— Start of Excerpt provided —
From: inr-linux-net@ms2.inr.ac.ru (really kuznet@ms2.inr.ac.ru)
To: linux-net@vger.rutgers.edu
Date: 	20 Aug 1996 17:54:33 +0400

David C Niemi/Administrator/DCLinux/LUGMAN/WAUUG (niemi@wauug.erols.COM) wrote:
: On 19 Aug 1996, really kuznet@ms2.inr.ac.ru wrote:
: > I use such map for pretty long time. Just try traceroute to
: > 193.233.7.86 (it is mapped 192.203.80.139).

: I did, it does not reveal anything about 192.x.x.x; I take it 192.x.x.x is
: your internal network.

Sure! 192.203.80.0/25 has its own external link broken, but all the hosts
on this net keep old addresses, router 193.233.7.65 masquerades them as
193.233.7 addresses.

: of code with the masquerading code, I'd expect.

I have troubles here. Firewalling code use port numbers,
so that it cannot be hashed. (I tried it and got so huge hash tables,
that hashing only eats memory and requires a lot of time for maintanance)
— End of Excerpt provided —
— Start of Supplied data —
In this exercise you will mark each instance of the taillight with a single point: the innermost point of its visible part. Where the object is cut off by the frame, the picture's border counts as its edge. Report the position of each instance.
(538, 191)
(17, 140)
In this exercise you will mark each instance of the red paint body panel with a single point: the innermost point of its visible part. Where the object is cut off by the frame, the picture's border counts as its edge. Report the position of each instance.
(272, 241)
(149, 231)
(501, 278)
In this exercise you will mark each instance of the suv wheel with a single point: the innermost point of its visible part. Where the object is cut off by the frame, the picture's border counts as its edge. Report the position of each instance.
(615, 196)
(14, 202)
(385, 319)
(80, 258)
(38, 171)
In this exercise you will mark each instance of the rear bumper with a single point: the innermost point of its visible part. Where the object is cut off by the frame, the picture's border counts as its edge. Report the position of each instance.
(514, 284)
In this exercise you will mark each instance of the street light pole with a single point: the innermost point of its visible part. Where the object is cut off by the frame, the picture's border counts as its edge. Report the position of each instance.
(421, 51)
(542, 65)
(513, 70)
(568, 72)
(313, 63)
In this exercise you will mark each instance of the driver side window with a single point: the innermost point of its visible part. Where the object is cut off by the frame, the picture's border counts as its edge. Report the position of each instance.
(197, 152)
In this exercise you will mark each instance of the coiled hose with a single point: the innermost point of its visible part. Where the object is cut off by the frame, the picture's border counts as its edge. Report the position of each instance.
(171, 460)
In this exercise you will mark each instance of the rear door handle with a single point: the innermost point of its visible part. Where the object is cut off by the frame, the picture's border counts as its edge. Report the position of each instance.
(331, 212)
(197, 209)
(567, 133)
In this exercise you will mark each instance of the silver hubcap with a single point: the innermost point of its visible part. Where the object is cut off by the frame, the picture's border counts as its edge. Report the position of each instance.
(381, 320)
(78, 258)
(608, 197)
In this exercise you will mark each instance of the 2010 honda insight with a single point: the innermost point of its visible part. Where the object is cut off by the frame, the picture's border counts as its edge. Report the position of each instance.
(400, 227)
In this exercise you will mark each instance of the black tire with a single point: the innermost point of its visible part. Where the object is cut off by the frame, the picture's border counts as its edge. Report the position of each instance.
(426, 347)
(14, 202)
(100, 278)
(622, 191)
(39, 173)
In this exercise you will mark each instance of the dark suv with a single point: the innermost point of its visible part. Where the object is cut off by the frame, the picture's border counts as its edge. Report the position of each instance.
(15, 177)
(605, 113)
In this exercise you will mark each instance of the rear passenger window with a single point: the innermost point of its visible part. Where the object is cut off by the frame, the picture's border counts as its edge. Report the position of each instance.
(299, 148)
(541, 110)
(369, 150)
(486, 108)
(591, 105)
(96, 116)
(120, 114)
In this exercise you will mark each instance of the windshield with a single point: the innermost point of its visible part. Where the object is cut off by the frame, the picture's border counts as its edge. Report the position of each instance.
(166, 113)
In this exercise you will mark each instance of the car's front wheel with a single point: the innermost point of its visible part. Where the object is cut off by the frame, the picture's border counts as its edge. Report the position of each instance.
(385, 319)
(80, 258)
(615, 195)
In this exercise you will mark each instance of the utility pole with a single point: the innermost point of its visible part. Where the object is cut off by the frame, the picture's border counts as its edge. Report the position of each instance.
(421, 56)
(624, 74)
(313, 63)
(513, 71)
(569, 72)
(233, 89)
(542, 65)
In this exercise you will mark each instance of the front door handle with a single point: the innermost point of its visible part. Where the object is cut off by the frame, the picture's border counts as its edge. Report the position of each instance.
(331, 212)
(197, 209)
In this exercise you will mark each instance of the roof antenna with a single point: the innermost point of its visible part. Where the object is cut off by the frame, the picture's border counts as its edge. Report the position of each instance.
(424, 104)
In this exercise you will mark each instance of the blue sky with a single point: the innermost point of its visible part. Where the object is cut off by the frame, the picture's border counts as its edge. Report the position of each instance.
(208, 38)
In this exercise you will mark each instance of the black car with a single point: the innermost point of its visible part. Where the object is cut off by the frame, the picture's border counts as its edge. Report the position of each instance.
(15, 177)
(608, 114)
— End of Supplied data —
• **Stated exercise 1**: From the mailing-list message, reproduce the passage that begins at the words "David C Niemi/Administrator/DCLinux/LUGMAN/WAUUG" and ends after the words "your internal network.".
• **Stated exercise 2**: List every distinct email address that appears in the mailing-list message.

• **Correct answer 1**:
David C Niemi/Administrator/DCLinux/LUGMAN/WAUUG (niemi@wauug.erols.COM) wrote:
: On 19 Aug 1996, really kuznet@ms2.inr.ac.ru wrote:
: > I use such map for pretty long time. Just try traceroute to
: > 193.233.7.86 (it is mapped 192.203.80.139).

: I did, it does not reveal anything about 192.x.x.x; I take it 192.x.x.x is
: your internal network.

• **Correct answer 2**:
- inr-linux-net@ms2.inr.ac.ru
- kuznet@ms2.inr.ac.ru
- linux-net@vger.rutgers.edu
- niemi@wauug.erols.COM